**Exercise brief:** Reproduce only the lines from the line containing "Could you mark the region of every instance of the dresser" to the end of the entries below, including both of those lines.

**Material to process:**
- - - - -

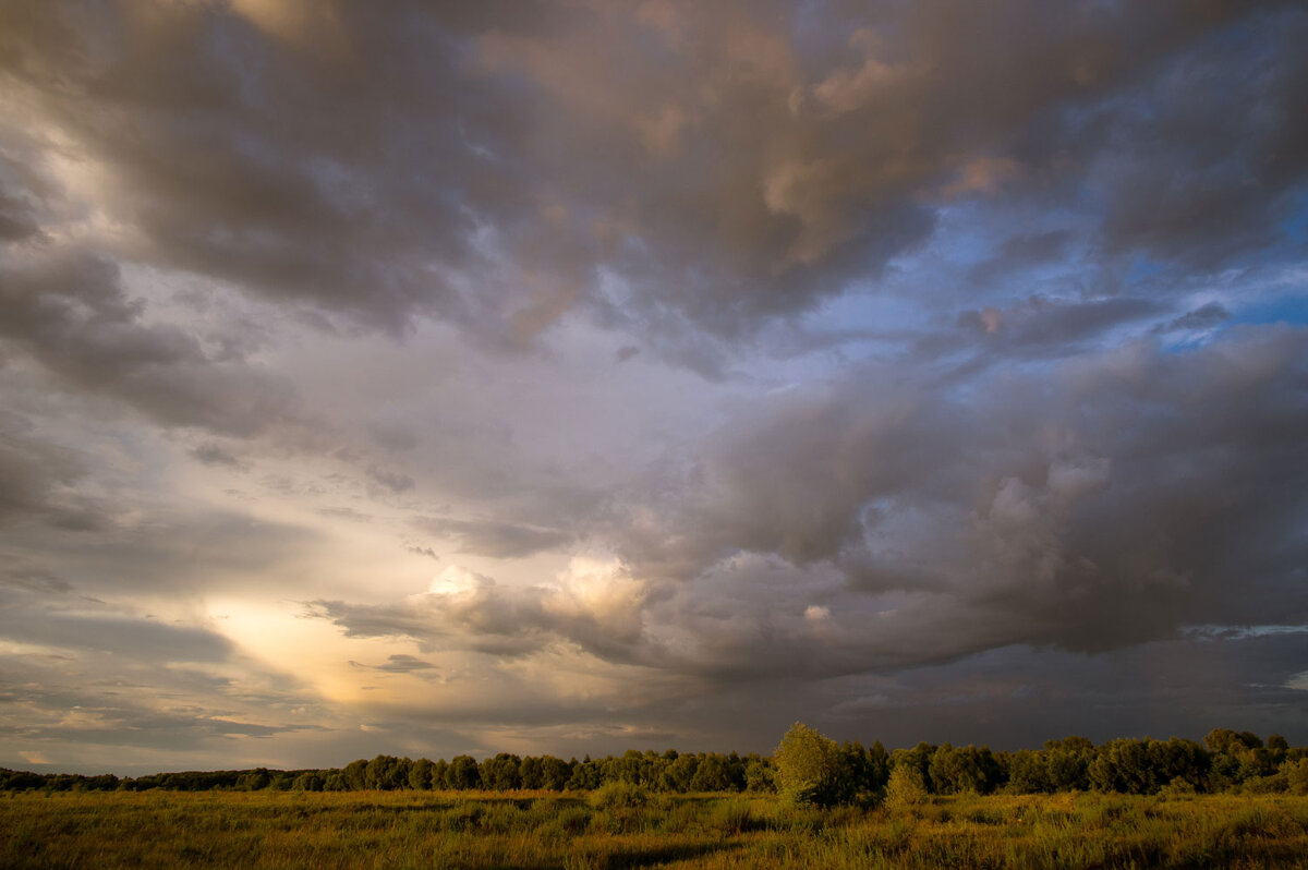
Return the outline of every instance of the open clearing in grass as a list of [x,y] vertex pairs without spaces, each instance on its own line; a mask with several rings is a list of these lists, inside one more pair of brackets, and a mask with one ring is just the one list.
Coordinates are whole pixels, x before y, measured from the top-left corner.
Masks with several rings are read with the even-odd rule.
[[1305,867],[1308,798],[84,793],[0,798],[5,867]]

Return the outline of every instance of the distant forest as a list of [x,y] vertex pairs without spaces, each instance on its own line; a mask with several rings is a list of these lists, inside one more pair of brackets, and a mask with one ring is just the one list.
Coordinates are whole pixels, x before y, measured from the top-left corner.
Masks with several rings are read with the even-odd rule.
[[[804,729],[797,725],[795,729]],[[795,729],[787,734],[795,734]],[[807,735],[816,731],[804,729]],[[837,744],[821,735],[833,781],[844,794],[879,795],[896,780],[910,780],[929,794],[1053,792],[1173,793],[1294,793],[1308,794],[1308,747],[1290,747],[1273,734],[1264,742],[1249,731],[1215,729],[1197,743],[1124,738],[1095,746],[1086,738],[1049,740],[1040,750],[999,751],[981,746],[918,743],[889,752],[878,740]],[[783,740],[785,746],[785,740]],[[782,747],[778,747],[781,750]],[[807,751],[807,750],[806,750]],[[303,792],[354,790],[594,790],[623,782],[654,792],[777,792],[782,777],[774,757],[731,752],[681,754],[629,750],[619,756],[568,761],[551,756],[501,752],[477,761],[459,755],[446,761],[378,755],[343,768],[276,771],[187,771],[119,778],[33,773],[0,768],[0,790],[173,792],[262,789]],[[892,786],[893,788],[893,786]]]

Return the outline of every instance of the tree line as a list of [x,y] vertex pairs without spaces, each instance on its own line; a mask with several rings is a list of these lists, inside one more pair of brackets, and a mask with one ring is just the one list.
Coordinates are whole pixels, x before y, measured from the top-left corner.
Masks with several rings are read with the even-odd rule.
[[186,771],[124,778],[0,768],[0,790],[5,792],[565,792],[594,790],[610,782],[670,793],[780,792],[799,802],[820,805],[876,799],[893,788],[922,794],[1087,790],[1308,794],[1308,747],[1290,747],[1277,734],[1264,742],[1249,731],[1215,729],[1202,743],[1181,738],[1122,738],[1096,746],[1083,737],[1069,737],[1049,740],[1039,750],[1015,752],[950,743],[918,743],[891,752],[879,740],[866,747],[857,740],[836,743],[797,723],[772,756],[629,750],[602,759],[587,755],[579,761],[509,752],[481,761],[470,755],[433,761],[378,755],[343,768]]

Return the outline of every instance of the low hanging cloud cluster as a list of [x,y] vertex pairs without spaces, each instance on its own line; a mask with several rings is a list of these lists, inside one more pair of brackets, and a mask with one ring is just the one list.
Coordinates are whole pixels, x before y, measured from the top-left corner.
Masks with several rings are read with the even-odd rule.
[[967,395],[887,374],[776,396],[629,493],[602,521],[612,600],[447,568],[400,604],[314,612],[351,635],[573,644],[732,679],[1308,618],[1301,331],[1180,356],[1141,341]]

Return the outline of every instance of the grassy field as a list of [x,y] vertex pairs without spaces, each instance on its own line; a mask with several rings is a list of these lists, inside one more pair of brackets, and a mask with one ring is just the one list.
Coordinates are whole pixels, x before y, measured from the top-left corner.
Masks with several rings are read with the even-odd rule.
[[3,867],[1305,867],[1308,798],[0,795]]

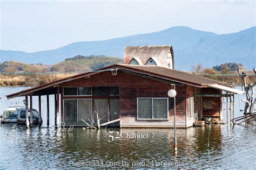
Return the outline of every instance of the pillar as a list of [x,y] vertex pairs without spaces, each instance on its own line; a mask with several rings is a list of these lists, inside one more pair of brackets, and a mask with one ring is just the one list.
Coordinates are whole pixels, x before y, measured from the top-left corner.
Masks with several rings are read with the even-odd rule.
[[57,105],[56,105],[56,126],[59,125],[59,86],[57,88]]
[[47,126],[49,126],[49,115],[50,115],[50,107],[49,107],[49,95],[46,96],[46,102],[47,102]]
[[26,100],[26,128],[29,127],[29,104],[28,101],[28,96],[25,96],[25,100]]
[[32,104],[32,95],[30,95],[30,126],[32,126],[33,124],[33,104]]
[[42,123],[41,96],[38,96],[39,123]]

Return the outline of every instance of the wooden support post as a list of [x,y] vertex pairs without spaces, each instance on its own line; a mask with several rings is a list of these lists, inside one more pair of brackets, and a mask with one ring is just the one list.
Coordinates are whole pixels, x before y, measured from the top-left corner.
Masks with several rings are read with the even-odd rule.
[[56,107],[56,126],[59,128],[59,87],[57,88],[57,107]]
[[230,96],[230,126],[231,127],[231,96]]
[[233,118],[234,119],[233,124],[234,124],[234,94],[233,94]]
[[227,126],[228,126],[228,105],[227,104],[227,103],[228,102],[228,95],[227,93]]
[[32,95],[30,95],[30,126],[32,126],[32,125],[33,125],[33,104],[32,104]]
[[49,126],[49,115],[50,115],[50,107],[49,107],[49,95],[46,96],[46,102],[47,102],[47,126]]
[[26,101],[26,128],[29,127],[29,103],[28,100],[28,96],[25,96],[25,101]]
[[38,114],[39,123],[42,123],[42,107],[41,107],[41,96],[38,96]]
[[56,124],[56,117],[57,117],[57,95],[55,94],[54,95],[54,106],[55,106],[55,109],[54,109],[54,122],[55,126],[57,125]]

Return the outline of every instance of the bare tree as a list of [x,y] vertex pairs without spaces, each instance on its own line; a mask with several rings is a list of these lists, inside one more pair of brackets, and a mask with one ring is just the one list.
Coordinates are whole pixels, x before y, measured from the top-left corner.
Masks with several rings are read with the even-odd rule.
[[[256,68],[253,69],[254,73],[256,74]],[[256,85],[256,82],[254,83],[248,83],[247,84],[247,74],[246,70],[240,70],[238,67],[238,72],[239,76],[242,79],[242,86],[246,93],[246,100],[242,100],[245,103],[244,114],[248,114],[253,113],[254,110],[254,105],[256,102],[256,98],[254,97],[255,90],[254,87]],[[251,93],[251,94],[250,94]]]
[[204,69],[204,67],[203,65],[200,63],[198,63],[196,65],[192,65],[191,66],[191,70],[193,72],[199,74],[200,72],[203,71]]

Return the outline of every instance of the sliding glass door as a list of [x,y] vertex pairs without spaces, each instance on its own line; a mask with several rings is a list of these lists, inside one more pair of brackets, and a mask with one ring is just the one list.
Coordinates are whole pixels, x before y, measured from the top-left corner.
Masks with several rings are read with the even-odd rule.
[[84,124],[81,119],[88,122],[92,121],[91,99],[65,99],[64,100],[64,121],[68,124]]

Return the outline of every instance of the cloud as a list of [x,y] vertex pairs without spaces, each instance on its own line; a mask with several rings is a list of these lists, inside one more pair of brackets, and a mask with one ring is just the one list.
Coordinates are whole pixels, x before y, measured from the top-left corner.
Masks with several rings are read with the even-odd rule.
[[224,2],[231,5],[244,5],[248,3],[249,1],[225,0]]

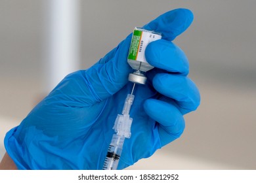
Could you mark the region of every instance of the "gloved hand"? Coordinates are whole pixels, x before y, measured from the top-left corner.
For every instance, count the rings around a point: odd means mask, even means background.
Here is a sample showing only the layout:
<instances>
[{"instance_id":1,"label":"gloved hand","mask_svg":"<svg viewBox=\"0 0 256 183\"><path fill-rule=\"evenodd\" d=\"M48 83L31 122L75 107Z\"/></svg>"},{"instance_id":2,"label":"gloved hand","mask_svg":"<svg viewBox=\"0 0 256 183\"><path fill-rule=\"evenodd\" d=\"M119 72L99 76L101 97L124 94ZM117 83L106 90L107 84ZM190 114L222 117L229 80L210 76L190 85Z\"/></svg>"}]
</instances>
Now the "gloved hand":
<instances>
[{"instance_id":1,"label":"gloved hand","mask_svg":"<svg viewBox=\"0 0 256 183\"><path fill-rule=\"evenodd\" d=\"M161 32L146 58L156 67L146 85L135 91L126 139L118 169L152 156L182 134L183 115L196 110L199 92L187 77L188 62L171 41L184 31L193 15L177 9L144 26ZM20 169L102 169L117 114L133 84L127 61L129 35L93 67L70 74L22 122L9 131L6 150Z\"/></svg>"}]
</instances>

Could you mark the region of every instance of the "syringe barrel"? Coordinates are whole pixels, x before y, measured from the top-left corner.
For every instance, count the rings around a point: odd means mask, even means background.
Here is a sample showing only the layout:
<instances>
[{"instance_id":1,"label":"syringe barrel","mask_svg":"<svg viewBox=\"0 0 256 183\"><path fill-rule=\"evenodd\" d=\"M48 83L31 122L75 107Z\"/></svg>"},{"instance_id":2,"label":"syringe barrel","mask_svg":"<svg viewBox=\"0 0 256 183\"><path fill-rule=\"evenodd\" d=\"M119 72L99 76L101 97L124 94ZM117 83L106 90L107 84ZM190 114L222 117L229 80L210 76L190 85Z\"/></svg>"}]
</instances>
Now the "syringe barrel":
<instances>
[{"instance_id":1,"label":"syringe barrel","mask_svg":"<svg viewBox=\"0 0 256 183\"><path fill-rule=\"evenodd\" d=\"M103 165L104 170L116 170L119 159L123 150L125 137L116 134L113 135L112 139L108 146L108 153Z\"/></svg>"},{"instance_id":2,"label":"syringe barrel","mask_svg":"<svg viewBox=\"0 0 256 183\"><path fill-rule=\"evenodd\" d=\"M123 105L122 114L129 114L131 110L131 107L133 105L134 100L134 95L128 94L126 97L125 104Z\"/></svg>"}]
</instances>

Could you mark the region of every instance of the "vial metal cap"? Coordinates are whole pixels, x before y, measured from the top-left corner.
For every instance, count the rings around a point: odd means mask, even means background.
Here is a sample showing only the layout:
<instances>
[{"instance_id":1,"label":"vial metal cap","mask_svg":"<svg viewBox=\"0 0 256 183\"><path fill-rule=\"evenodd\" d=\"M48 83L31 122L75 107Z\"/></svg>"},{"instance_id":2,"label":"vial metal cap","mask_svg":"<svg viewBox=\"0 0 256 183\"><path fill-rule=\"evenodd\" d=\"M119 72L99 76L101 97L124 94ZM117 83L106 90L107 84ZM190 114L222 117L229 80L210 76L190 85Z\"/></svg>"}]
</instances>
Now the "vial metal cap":
<instances>
[{"instance_id":1,"label":"vial metal cap","mask_svg":"<svg viewBox=\"0 0 256 183\"><path fill-rule=\"evenodd\" d=\"M135 72L129 75L128 80L133 83L145 84L146 77L144 75L138 75Z\"/></svg>"}]
</instances>

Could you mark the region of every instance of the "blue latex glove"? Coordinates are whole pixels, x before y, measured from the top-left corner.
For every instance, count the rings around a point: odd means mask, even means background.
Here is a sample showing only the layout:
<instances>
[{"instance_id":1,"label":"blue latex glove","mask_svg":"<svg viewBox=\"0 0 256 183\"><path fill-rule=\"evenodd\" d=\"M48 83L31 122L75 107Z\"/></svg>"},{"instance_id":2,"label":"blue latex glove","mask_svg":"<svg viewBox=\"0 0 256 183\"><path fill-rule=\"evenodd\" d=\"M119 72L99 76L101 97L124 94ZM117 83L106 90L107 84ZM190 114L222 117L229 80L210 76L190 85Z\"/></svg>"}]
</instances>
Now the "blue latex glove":
<instances>
[{"instance_id":1,"label":"blue latex glove","mask_svg":"<svg viewBox=\"0 0 256 183\"><path fill-rule=\"evenodd\" d=\"M138 86L118 169L152 156L183 132L183 115L196 110L200 94L187 77L188 62L171 41L192 22L186 9L168 12L144 28L163 39L146 50L156 67ZM22 122L7 133L6 150L20 169L102 169L117 114L133 84L127 58L131 35L86 71L68 75Z\"/></svg>"}]
</instances>

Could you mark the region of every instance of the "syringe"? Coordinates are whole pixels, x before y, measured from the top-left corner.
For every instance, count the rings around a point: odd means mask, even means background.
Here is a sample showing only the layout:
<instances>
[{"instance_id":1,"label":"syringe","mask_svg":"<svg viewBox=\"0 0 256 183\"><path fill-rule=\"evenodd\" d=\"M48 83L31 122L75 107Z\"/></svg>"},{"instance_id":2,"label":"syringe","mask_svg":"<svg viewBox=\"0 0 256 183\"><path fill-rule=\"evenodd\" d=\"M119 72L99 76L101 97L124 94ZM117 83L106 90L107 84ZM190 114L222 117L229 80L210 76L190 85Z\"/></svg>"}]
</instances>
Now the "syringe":
<instances>
[{"instance_id":1,"label":"syringe","mask_svg":"<svg viewBox=\"0 0 256 183\"><path fill-rule=\"evenodd\" d=\"M128 94L123 105L122 114L117 114L115 125L113 127L116 134L113 135L111 143L108 146L108 153L104 162L104 170L116 170L119 159L123 149L125 138L131 137L131 126L133 118L130 118L129 112L135 96L133 92L135 86L133 84L131 94Z\"/></svg>"},{"instance_id":2,"label":"syringe","mask_svg":"<svg viewBox=\"0 0 256 183\"><path fill-rule=\"evenodd\" d=\"M103 165L104 170L117 169L119 159L125 138L131 137L131 126L133 118L129 112L135 96L133 95L135 84L145 84L146 77L144 73L153 69L145 58L145 50L147 45L161 38L161 33L135 27L129 51L127 62L135 70L129 75L128 80L133 82L131 94L128 94L123 105L122 114L117 114L113 129L116 134L113 135L111 143Z\"/></svg>"}]
</instances>

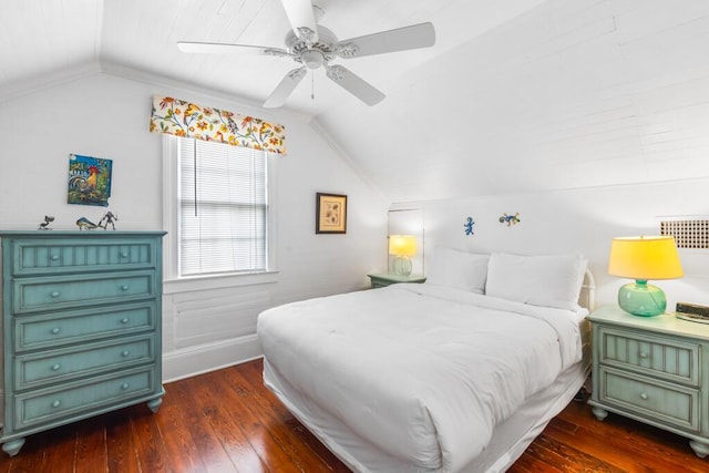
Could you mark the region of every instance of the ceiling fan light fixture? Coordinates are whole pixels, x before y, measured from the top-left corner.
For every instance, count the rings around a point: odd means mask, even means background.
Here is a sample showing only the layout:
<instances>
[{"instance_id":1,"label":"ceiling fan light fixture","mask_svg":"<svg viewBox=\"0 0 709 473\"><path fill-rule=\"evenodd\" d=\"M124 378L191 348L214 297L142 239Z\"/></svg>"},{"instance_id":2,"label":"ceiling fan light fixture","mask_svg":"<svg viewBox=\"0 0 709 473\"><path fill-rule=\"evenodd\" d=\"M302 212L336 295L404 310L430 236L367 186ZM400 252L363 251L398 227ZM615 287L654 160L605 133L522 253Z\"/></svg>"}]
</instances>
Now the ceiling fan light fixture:
<instances>
[{"instance_id":1,"label":"ceiling fan light fixture","mask_svg":"<svg viewBox=\"0 0 709 473\"><path fill-rule=\"evenodd\" d=\"M300 62L308 69L318 69L325 63L325 55L317 50L307 50L300 53Z\"/></svg>"}]
</instances>

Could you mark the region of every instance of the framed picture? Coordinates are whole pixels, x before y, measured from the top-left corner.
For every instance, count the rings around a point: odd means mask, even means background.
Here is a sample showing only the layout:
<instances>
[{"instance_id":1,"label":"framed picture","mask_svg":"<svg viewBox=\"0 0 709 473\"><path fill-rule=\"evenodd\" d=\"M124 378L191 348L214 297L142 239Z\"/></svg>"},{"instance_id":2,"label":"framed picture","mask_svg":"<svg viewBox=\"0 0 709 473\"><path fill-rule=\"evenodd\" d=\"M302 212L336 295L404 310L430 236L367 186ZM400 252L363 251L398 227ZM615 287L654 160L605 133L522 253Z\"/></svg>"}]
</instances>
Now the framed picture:
<instances>
[{"instance_id":1,"label":"framed picture","mask_svg":"<svg viewBox=\"0 0 709 473\"><path fill-rule=\"evenodd\" d=\"M69 155L69 204L109 206L113 161Z\"/></svg>"},{"instance_id":2,"label":"framed picture","mask_svg":"<svg viewBox=\"0 0 709 473\"><path fill-rule=\"evenodd\" d=\"M347 196L340 194L316 194L315 233L347 233Z\"/></svg>"}]
</instances>

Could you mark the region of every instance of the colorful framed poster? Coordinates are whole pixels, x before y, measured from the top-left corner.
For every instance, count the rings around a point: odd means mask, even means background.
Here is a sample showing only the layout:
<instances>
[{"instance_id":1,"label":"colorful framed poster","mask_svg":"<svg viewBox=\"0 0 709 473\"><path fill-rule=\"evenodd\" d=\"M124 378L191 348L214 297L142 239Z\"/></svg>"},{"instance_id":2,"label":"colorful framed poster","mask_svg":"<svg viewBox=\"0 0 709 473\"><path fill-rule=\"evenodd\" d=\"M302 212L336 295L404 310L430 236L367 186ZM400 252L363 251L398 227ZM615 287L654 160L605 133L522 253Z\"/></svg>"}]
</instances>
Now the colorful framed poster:
<instances>
[{"instance_id":1,"label":"colorful framed poster","mask_svg":"<svg viewBox=\"0 0 709 473\"><path fill-rule=\"evenodd\" d=\"M316 194L316 234L347 233L347 196L340 194Z\"/></svg>"},{"instance_id":2,"label":"colorful framed poster","mask_svg":"<svg viewBox=\"0 0 709 473\"><path fill-rule=\"evenodd\" d=\"M69 155L69 204L109 206L113 161Z\"/></svg>"}]
</instances>

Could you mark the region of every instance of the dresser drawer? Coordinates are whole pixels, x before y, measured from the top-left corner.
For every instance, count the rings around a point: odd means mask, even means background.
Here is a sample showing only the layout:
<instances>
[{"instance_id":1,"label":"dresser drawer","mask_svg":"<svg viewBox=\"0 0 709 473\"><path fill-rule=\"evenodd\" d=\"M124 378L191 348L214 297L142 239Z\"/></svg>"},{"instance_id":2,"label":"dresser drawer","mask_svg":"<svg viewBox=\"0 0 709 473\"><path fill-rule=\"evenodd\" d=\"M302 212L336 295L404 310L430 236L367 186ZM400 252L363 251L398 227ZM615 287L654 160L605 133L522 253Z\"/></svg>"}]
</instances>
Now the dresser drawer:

- - - - -

**Solution below:**
Could you mark the region of every instance of the dresser drawer? Coordinates are whole pixels, x before y, measured from the top-left corner.
For every instance, count the rings around a point: odd means mask, even means background.
Here is a sample showing only the layout:
<instances>
[{"instance_id":1,"label":"dresser drawer","mask_svg":"<svg viewBox=\"0 0 709 473\"><path fill-rule=\"evenodd\" d=\"M124 378L191 348L214 297L142 239Z\"/></svg>"},{"instance_id":2,"label":"dresser drawer","mask_svg":"<svg viewBox=\"0 0 709 473\"><path fill-rule=\"evenodd\" d=\"M302 212L336 295L404 310L430 236L367 186ZM400 252L363 251L398 227ZM615 287L654 160L605 133L522 253Z\"/></svg>"}]
</instances>
Now the dresser drawer:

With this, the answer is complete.